##### Dataset records

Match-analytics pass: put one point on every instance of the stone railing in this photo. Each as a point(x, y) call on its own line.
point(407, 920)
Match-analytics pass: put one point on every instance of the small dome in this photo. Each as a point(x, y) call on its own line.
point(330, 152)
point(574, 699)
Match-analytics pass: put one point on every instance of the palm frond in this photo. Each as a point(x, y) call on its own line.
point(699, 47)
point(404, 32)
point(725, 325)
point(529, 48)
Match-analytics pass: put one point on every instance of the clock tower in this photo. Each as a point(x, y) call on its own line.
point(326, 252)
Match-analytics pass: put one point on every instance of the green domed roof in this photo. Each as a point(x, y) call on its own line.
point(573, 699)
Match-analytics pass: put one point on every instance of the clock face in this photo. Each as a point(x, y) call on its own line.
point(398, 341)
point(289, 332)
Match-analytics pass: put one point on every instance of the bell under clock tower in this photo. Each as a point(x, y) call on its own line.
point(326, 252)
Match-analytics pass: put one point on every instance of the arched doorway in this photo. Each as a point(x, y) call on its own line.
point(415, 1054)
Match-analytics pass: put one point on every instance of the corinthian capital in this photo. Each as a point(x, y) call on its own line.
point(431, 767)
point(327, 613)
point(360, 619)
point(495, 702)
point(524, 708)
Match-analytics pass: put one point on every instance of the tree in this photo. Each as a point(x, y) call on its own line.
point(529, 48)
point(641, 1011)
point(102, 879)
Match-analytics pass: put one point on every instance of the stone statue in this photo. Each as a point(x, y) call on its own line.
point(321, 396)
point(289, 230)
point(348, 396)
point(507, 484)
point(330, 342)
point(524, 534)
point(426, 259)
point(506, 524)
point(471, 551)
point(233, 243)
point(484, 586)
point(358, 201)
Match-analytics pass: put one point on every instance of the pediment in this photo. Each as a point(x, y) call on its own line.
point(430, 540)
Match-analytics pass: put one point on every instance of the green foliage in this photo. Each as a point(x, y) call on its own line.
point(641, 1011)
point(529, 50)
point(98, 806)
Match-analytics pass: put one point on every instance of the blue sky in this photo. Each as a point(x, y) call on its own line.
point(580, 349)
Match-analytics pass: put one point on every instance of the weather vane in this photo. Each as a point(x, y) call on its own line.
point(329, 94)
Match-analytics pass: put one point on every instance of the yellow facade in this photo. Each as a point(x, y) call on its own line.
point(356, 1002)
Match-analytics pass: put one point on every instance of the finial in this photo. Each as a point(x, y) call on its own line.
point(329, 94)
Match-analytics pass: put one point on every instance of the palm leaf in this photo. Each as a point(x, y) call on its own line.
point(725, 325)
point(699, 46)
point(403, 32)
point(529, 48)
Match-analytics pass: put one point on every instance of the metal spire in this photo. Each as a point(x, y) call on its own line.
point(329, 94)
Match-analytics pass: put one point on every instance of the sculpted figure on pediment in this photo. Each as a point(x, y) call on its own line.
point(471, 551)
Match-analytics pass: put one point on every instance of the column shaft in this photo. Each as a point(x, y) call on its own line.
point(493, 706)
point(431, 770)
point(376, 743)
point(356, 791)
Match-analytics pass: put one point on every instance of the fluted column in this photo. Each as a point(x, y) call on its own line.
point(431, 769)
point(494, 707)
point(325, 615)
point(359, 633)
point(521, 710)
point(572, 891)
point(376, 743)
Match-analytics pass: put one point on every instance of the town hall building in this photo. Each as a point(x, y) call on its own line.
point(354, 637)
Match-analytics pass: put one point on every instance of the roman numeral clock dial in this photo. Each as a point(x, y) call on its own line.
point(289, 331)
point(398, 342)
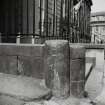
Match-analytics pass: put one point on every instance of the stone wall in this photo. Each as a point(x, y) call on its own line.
point(22, 59)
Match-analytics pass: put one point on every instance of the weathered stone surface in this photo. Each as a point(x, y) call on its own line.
point(21, 50)
point(77, 69)
point(31, 66)
point(37, 50)
point(77, 51)
point(7, 100)
point(9, 49)
point(57, 67)
point(8, 64)
point(24, 88)
point(77, 89)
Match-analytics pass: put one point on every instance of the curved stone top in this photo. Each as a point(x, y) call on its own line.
point(55, 43)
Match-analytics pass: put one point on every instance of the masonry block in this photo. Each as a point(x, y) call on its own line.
point(77, 69)
point(77, 89)
point(8, 64)
point(77, 51)
point(8, 49)
point(56, 66)
point(22, 87)
point(30, 66)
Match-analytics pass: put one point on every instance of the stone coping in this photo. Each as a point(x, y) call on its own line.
point(90, 46)
point(14, 44)
point(87, 45)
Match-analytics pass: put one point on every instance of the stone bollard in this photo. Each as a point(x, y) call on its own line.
point(57, 73)
point(77, 70)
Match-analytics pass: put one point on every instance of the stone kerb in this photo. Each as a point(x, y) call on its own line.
point(56, 66)
point(77, 70)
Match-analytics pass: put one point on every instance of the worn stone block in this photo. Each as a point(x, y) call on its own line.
point(10, 49)
point(77, 69)
point(24, 50)
point(7, 100)
point(23, 88)
point(77, 89)
point(56, 66)
point(37, 50)
point(77, 51)
point(30, 66)
point(8, 64)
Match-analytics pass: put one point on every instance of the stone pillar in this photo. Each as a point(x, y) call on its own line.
point(77, 70)
point(57, 67)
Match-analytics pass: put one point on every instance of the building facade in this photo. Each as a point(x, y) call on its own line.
point(45, 19)
point(98, 27)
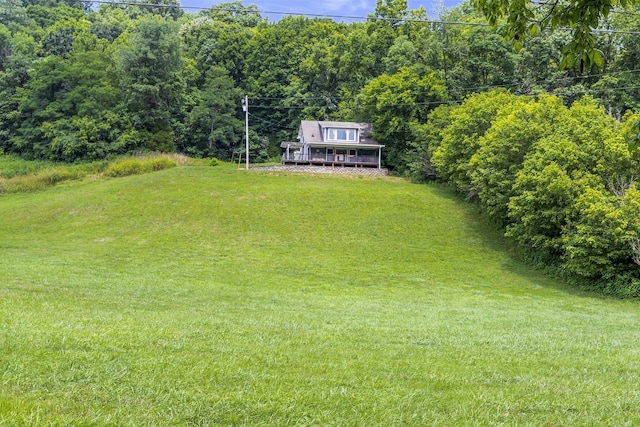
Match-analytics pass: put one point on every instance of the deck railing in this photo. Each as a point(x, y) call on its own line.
point(331, 158)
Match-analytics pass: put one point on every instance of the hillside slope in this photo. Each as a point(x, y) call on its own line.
point(208, 296)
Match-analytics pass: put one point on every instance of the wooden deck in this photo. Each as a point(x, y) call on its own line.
point(331, 163)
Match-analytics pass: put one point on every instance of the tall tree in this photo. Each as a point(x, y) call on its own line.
point(149, 64)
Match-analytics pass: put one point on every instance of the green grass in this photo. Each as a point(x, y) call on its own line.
point(210, 296)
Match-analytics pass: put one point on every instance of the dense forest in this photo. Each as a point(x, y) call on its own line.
point(548, 148)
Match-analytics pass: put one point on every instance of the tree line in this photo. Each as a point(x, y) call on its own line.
point(544, 144)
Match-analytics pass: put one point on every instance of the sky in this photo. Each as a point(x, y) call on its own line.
point(329, 7)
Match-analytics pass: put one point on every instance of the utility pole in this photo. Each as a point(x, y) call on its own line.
point(245, 108)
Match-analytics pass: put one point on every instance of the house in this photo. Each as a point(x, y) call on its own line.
point(333, 144)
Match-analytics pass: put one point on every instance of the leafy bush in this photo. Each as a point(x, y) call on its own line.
point(136, 165)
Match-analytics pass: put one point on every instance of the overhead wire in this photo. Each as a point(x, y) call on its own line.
point(392, 20)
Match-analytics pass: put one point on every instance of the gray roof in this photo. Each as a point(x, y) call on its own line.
point(311, 131)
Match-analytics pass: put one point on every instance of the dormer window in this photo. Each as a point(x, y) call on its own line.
point(338, 134)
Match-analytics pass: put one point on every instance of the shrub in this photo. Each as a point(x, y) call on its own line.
point(134, 165)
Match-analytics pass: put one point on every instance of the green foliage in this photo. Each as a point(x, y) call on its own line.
point(393, 103)
point(213, 128)
point(461, 138)
point(149, 63)
point(503, 147)
point(517, 21)
point(138, 165)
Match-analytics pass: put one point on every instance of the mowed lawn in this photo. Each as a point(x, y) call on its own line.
point(210, 296)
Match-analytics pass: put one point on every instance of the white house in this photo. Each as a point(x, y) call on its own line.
point(333, 144)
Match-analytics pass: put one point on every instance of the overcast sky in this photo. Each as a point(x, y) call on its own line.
point(330, 7)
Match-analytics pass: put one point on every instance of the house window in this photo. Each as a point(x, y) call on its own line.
point(334, 134)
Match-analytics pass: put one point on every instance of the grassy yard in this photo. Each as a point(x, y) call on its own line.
point(210, 296)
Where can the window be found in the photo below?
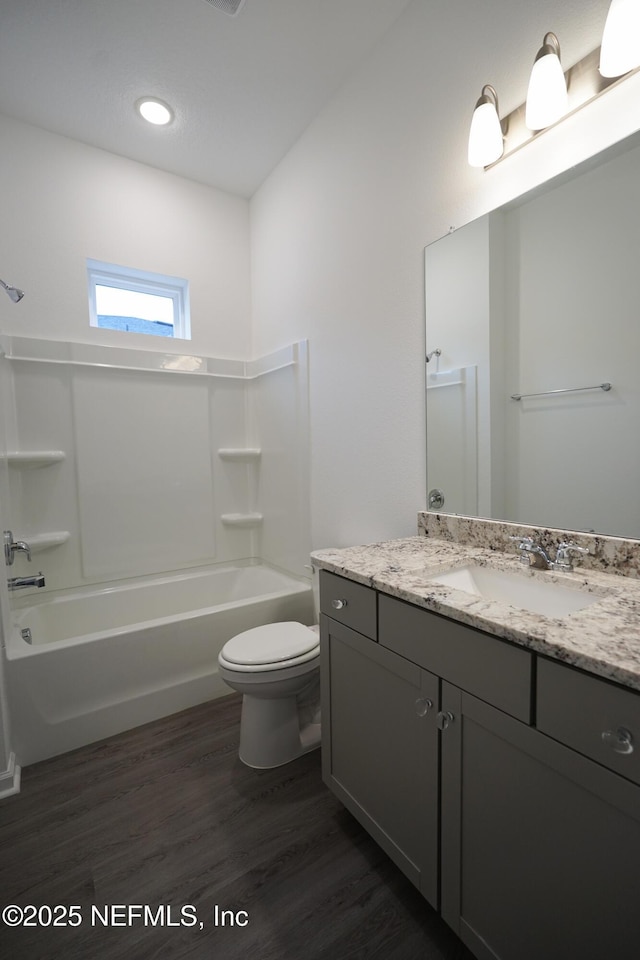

##########

Repeat word for word the part of the material that opens with the line containing "of the worn" and closes with the line containing "point(98, 27)", including both of those lines.

[Task answer]:
Match-analytics pass: put one point on every instance of the worn stone block in this photo. Each as a point(x, y) call on its own line.
point(10, 49)
point(77, 69)
point(24, 50)
point(7, 100)
point(23, 88)
point(77, 89)
point(56, 66)
point(37, 50)
point(77, 51)
point(30, 66)
point(8, 64)
Match-analytics pass: put one point on every instance of the stone pillar in this photo. Each as a point(x, y) call on its own line.
point(77, 70)
point(57, 67)
Match-analytics pass: put one point on every instance of the building facade in this photo. Each as a point(x, y) call on its own line.
point(45, 19)
point(98, 27)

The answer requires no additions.